Coordinate labeling data
================

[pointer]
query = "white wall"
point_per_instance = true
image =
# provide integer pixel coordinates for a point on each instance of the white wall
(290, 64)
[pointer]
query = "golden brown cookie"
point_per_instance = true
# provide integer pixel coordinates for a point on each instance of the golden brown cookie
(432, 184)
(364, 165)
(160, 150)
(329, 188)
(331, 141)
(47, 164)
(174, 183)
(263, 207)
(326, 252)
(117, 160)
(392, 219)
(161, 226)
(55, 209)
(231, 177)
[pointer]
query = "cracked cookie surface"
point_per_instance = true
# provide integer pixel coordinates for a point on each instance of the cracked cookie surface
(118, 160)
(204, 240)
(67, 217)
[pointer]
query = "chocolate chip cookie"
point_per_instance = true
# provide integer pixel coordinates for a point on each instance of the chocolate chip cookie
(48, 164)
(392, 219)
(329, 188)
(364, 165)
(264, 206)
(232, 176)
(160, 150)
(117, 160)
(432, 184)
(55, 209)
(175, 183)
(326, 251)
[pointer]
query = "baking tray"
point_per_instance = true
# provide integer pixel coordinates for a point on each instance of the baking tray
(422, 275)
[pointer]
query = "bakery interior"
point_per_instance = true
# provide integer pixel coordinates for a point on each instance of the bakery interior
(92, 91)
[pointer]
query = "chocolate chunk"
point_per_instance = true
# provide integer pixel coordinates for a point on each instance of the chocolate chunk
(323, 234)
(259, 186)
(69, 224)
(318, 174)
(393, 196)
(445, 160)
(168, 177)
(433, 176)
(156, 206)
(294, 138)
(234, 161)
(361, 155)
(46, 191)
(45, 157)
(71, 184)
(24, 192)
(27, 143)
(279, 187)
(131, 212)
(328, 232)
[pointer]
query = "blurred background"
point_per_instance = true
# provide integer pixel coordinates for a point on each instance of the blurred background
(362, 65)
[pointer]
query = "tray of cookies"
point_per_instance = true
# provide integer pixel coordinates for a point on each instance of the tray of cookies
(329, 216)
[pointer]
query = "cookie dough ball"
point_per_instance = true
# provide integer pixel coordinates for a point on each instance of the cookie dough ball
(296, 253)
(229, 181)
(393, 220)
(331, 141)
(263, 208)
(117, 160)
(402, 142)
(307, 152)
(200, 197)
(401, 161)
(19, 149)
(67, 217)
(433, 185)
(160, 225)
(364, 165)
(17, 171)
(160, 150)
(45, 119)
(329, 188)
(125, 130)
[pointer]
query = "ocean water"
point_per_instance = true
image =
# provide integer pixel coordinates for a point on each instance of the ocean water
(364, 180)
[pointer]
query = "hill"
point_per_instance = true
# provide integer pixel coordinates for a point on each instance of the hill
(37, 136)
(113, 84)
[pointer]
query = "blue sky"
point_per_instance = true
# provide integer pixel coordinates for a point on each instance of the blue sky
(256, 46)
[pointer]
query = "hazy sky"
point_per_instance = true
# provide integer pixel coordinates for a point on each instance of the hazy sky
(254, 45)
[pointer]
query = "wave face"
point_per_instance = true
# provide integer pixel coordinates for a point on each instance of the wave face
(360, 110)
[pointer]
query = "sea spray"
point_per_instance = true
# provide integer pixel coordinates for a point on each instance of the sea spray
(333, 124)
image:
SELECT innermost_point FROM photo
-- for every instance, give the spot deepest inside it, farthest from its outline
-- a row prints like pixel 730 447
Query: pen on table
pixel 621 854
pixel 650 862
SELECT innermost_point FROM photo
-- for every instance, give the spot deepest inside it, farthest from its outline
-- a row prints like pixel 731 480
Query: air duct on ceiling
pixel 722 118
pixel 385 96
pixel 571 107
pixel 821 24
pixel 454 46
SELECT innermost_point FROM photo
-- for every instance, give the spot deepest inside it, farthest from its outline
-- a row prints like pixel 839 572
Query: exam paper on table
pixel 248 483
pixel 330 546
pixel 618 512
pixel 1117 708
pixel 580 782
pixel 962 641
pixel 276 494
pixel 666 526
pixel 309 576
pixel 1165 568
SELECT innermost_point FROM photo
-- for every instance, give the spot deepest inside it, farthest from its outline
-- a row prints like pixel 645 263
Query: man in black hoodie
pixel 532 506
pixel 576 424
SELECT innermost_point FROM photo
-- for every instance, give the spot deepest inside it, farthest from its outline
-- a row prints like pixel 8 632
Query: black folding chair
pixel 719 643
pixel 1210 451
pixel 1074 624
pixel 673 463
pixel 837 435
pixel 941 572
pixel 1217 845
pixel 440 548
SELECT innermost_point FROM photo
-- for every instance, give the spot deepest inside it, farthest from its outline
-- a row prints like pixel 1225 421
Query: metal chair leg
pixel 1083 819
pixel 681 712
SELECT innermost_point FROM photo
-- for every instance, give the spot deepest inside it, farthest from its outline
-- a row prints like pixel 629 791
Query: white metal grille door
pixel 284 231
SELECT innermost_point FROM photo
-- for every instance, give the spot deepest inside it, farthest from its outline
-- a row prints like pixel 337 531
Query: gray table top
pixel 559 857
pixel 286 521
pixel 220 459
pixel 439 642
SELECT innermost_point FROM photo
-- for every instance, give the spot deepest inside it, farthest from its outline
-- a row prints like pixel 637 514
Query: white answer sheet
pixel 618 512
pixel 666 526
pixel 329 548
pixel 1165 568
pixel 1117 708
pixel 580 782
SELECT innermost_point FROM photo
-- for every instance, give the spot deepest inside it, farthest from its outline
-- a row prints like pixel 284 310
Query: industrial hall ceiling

================

EXERCISE PROMPT » Every line of the data above should be copied exactly.

SOLVED PROBLEM »
[pointer]
query = "white wall"
point_per_instance = true
image =
# provide integer pixel coordinates for a point on each instance of the white wall
(290, 64)
[pointer]
query = "golden brown cookie"
point_per_instance = true
# provide integer pixel coordinates for a point on each instance of the golden brown cookie
(432, 184)
(364, 165)
(160, 150)
(329, 188)
(331, 141)
(47, 164)
(174, 183)
(263, 207)
(326, 252)
(117, 160)
(392, 219)
(161, 226)
(55, 209)
(231, 177)
[pointer]
query = "cracked cookie surface"
point_per_instance = true
# provide integer pixel coordinates for a point on each instance of the cracked cookie surface
(118, 160)
(204, 240)
(67, 217)
[pointer]
query = "chocolate chip cookie"
point_per_instance = true
# provide integer pixel coordinates for a point on each instance of the chocolate chip cookie
(48, 164)
(392, 219)
(329, 188)
(364, 165)
(264, 206)
(232, 176)
(160, 150)
(117, 160)
(432, 184)
(55, 209)
(175, 183)
(326, 251)
[pointer]
query = "baking tray"
point_per_instance = true
# provide integer pixel coordinates for a point on each instance of the baking tray
(422, 275)
[pointer]
query = "bakery interior"
point_per_instance = true
# provide integer pixel coordinates for a point on each instance of the bakery interior
(92, 91)
[pointer]
query = "chocolate chunk"
point_per_instance = true
# provide integer pixel coordinates for a point on each instance of the chocolate chunk
(323, 234)
(259, 186)
(69, 224)
(318, 174)
(393, 196)
(445, 160)
(168, 177)
(433, 176)
(156, 206)
(294, 138)
(234, 161)
(361, 155)
(46, 191)
(45, 157)
(71, 184)
(24, 192)
(27, 143)
(279, 187)
(131, 212)
(328, 232)
[pointer]
query = "blurred background"
point_per_instance = true
# provide integer pixel coordinates for a point on each instance of the blurred background
(362, 65)
[pointer]
query = "tray of cookies"
point_per_instance = true
# provide integer pixel coordinates for a point on each instance of the tray of cookies
(329, 216)
[pointer]
query = "cookie dough ball"
point_per_instance = true
# provide integer pixel coordinates for a point on each instance of the cookie dough ball
(296, 253)
(229, 181)
(393, 220)
(331, 141)
(263, 208)
(117, 160)
(402, 142)
(307, 152)
(200, 197)
(401, 161)
(19, 149)
(67, 217)
(433, 185)
(160, 225)
(364, 165)
(17, 171)
(160, 150)
(45, 119)
(329, 188)
(125, 130)
[pointer]
query = "ocean water"
point_per_instance = true
image =
# provide integer pixel coordinates for a point on each instance of the ocean water
(364, 180)
[pointer]
query = "hill"
point_per_instance = true
# provide integer pixel coordinates for a point on each instance of the hill
(37, 136)
(113, 84)
[pointer]
query = "blue sky"
point_per_instance = true
# provide integer pixel coordinates for a point on each instance of the blue sky
(256, 46)
[pointer]
query = "hazy sky"
point_per_instance = true
# provide integer pixel coordinates for a point on each instance of the hazy sky
(254, 45)
[pointer]
query = "wave face"
point_per_instance = true
# provide integer pixel coordinates for a point on each instance of the wave face
(360, 110)
[pointer]
query = "sea spray"
point_per_instance = true
# provide integer pixel coordinates for a point on each instance of the sea spray
(333, 124)
image:
SELECT innermost_point FROM photo
-- for every instance, give the spot deepest inside it, farthest from its outline
-- a row prints like pixel 730 447
Query: pen on table
pixel 621 854
pixel 650 862
SELECT innermost_point FROM photo
-- for every instance, give the spot deepest inside it, farthest from its outline
-- a row prints like pixel 731 480
Query: air duct on ceiling
pixel 722 118
pixel 385 96
pixel 571 107
pixel 821 24
pixel 454 46
SELECT innermost_point FROM photo
-- for every instance, give the spot deepest inside it, farthest from its outline
-- a row prints like pixel 839 572
Query: exam paper on table
pixel 248 483
pixel 330 546
pixel 618 512
pixel 1117 708
pixel 580 782
pixel 962 641
pixel 276 494
pixel 666 526
pixel 309 576
pixel 1165 568
SELECT innermost_point FROM photo
-- for every instance, give the spot deepest inside it, farthest from its outline
-- a row prints like pixel 645 263
Query: man in black hoodie
pixel 532 506
pixel 576 424
SELECT innermost_point FROM photo
-- for every instance, give the spot deepest inside it, farthest from its outline
-- a row prints like pixel 8 632
Query: black folding chair
pixel 719 643
pixel 1210 451
pixel 1074 624
pixel 673 463
pixel 837 435
pixel 941 572
pixel 1217 845
pixel 440 548
SELECT innermost_point FROM photo
-- for every instance, give the spot deepest inside it, farthest from its outline
-- a row prints like pixel 1225 421
Query: metal chair leg
pixel 1083 819
pixel 681 712
SELECT innermost_point FROM photo
-- for every instance, give the spot deepest inside it, farthest from its outline
-- a row prints like pixel 629 791
Query: white metal grille door
pixel 284 231
SELECT innermost_point FROM photo
-- for every instance, give the spot deepest inside it, farthest from its outline
-- a row prints like pixel 337 531
Query: gray table top
pixel 559 857
pixel 286 521
pixel 220 459
pixel 439 642
SELECT innermost_point FROM photo
-- for every instance, give the spot deepest inside it, farthest from its outline
-- a row prints like pixel 637 514
Query: white answer sheet
pixel 618 512
pixel 666 526
pixel 329 548
pixel 1165 568
pixel 1117 708
pixel 580 782
SELECT innermost_point FROM photo
-- for every instance, give the spot deepest inside it, farthest from its outline
-- a row prints like pixel 284 310
Query: industrial hall ceiling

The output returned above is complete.